» Task details: Retype exactly the lines that start at the line with "Mark a dot on each instance of the cockpit" and end at the final line, both included, and leave out every picture.

*** Excerpted records ***

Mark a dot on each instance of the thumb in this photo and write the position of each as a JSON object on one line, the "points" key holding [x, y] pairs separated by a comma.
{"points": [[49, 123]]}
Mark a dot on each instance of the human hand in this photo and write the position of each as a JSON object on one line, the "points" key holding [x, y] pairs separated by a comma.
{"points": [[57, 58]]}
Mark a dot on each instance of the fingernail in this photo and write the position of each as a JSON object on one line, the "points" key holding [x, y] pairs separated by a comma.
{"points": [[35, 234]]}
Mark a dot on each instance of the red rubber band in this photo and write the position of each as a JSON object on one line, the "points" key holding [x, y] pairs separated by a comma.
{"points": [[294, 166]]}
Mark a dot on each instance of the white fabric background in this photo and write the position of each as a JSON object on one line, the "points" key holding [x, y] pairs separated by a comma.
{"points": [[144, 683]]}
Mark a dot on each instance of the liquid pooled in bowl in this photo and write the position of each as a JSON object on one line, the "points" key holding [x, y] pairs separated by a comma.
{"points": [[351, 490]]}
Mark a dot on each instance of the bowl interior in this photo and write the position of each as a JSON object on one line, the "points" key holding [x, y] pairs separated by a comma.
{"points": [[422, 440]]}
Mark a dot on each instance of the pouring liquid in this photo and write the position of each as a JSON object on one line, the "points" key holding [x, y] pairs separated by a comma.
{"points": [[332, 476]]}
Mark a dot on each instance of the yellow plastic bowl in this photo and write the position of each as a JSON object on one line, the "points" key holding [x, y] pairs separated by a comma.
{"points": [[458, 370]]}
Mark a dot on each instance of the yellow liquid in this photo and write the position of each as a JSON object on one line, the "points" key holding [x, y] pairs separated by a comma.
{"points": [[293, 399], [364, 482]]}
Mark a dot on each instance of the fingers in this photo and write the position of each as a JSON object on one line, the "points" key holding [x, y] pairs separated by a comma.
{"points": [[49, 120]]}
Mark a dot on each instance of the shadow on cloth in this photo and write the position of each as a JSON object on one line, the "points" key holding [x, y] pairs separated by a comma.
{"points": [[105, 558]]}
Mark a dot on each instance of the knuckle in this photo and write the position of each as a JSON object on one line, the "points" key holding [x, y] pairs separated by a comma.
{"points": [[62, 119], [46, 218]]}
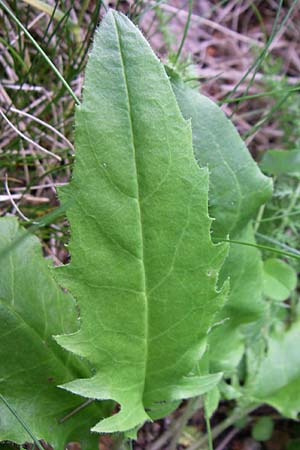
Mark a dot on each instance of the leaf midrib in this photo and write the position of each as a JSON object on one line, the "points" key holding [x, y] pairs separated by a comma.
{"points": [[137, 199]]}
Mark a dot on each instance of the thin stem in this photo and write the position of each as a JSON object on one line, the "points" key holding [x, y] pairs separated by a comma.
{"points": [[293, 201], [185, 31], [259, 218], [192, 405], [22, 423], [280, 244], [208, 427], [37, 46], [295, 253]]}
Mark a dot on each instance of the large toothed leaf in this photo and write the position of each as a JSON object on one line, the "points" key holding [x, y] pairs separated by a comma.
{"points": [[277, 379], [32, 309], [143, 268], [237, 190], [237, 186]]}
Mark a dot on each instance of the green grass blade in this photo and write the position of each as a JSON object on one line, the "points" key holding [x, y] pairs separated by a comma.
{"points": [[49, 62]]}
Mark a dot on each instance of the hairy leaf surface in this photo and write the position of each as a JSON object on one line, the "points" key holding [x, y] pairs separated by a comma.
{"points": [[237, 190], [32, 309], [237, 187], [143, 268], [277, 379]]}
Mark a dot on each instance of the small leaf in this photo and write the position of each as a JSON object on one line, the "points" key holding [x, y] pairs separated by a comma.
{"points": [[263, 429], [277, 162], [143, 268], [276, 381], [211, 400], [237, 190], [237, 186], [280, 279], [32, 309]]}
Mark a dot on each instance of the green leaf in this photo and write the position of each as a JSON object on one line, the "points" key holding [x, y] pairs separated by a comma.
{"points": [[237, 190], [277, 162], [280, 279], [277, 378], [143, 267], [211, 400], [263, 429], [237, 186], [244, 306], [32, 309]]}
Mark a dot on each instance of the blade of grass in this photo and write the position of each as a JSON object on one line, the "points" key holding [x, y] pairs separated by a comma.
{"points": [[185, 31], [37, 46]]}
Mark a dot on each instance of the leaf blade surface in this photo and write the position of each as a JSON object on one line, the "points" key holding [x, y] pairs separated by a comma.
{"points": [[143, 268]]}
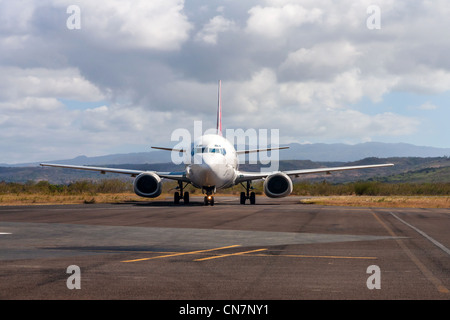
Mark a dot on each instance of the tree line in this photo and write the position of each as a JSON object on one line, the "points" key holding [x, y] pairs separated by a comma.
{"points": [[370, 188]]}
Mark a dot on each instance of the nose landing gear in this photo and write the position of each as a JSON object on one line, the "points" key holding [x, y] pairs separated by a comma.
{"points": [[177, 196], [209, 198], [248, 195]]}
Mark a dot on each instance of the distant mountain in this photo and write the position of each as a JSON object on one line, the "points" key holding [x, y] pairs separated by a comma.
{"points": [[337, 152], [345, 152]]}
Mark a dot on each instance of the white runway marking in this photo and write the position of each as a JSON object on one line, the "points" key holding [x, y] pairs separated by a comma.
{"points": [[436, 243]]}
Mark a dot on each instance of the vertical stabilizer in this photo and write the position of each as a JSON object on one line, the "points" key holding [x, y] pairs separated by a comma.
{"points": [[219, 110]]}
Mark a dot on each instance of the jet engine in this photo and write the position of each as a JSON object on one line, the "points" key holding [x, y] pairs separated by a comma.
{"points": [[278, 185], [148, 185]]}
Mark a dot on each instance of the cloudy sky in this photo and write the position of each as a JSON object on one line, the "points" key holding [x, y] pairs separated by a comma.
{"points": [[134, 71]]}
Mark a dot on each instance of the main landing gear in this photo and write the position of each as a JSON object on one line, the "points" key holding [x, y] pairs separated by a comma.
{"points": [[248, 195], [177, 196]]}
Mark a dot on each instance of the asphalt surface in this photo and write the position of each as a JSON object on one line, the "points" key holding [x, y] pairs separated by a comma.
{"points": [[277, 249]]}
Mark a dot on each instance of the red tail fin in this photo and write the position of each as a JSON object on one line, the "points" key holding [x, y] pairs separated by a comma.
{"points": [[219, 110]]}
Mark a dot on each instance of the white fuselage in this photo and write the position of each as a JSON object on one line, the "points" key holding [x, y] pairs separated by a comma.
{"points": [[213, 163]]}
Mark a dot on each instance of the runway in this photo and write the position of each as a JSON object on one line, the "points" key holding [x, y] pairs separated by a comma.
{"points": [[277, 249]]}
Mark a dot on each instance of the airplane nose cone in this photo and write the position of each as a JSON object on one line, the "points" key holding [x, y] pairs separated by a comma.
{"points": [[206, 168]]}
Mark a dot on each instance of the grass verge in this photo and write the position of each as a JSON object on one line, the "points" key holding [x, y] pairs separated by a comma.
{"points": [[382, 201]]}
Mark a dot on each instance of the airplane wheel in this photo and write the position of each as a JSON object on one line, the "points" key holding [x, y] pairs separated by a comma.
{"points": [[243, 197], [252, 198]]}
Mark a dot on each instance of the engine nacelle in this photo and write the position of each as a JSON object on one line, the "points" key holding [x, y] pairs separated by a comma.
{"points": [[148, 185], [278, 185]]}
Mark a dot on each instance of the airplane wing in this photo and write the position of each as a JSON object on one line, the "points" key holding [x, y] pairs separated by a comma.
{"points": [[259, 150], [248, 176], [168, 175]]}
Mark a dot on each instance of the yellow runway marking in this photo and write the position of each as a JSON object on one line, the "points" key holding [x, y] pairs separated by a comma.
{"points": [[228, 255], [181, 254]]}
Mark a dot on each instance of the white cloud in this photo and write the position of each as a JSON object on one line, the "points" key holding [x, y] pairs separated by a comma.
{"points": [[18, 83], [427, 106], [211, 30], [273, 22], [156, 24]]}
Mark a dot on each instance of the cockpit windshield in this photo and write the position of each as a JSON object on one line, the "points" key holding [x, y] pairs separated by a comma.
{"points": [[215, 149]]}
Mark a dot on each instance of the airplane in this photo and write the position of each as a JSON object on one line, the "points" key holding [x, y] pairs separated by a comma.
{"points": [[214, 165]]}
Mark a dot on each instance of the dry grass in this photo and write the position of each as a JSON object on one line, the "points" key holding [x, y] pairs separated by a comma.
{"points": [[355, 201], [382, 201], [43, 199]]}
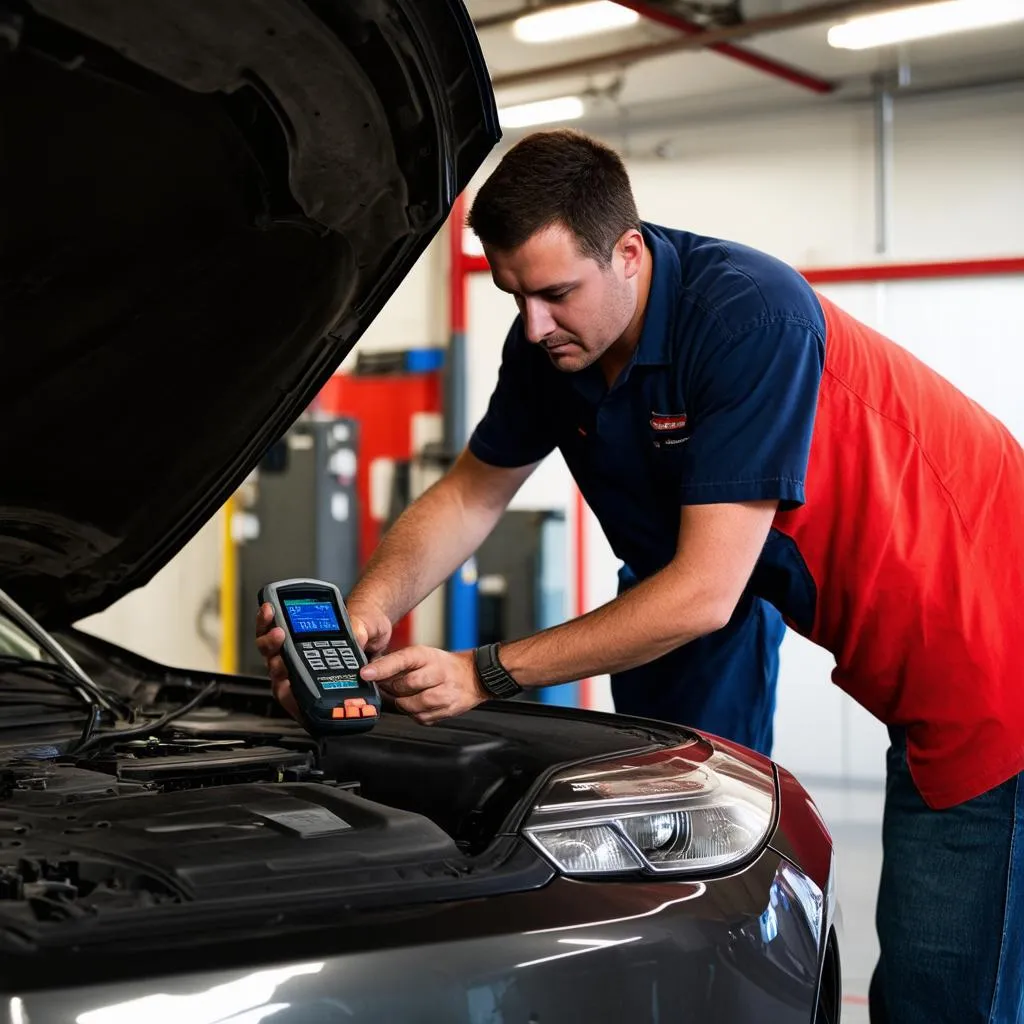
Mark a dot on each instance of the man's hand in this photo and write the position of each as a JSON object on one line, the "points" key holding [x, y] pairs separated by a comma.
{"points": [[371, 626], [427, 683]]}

***

» Result of this task:
Mark a dot on each instance of the cockpit windshield in this photo and write the position of each as a JSON object on one line, the "points" key holding [x, y] pairs separated by a comma.
{"points": [[215, 149]]}
Mark a dot on each instance of the airplane in this photo and write the position of each as a JSON object on one line, the "points" key holding [x, y] pairs separated by a comma.
{"points": [[214, 165]]}
Mark a dot on each instance of the dry grass in this photo and write the position of each as a JSON object on one line, the "points" key holding [x, y] pairs separated by a comma.
{"points": [[355, 201], [382, 201], [43, 199]]}
Mark a dot on each instance of the man's hand in this photo and write the position of each as a JSON object on one line, the "points" key holding [x, y] pairs separated by a comma.
{"points": [[371, 626], [427, 683]]}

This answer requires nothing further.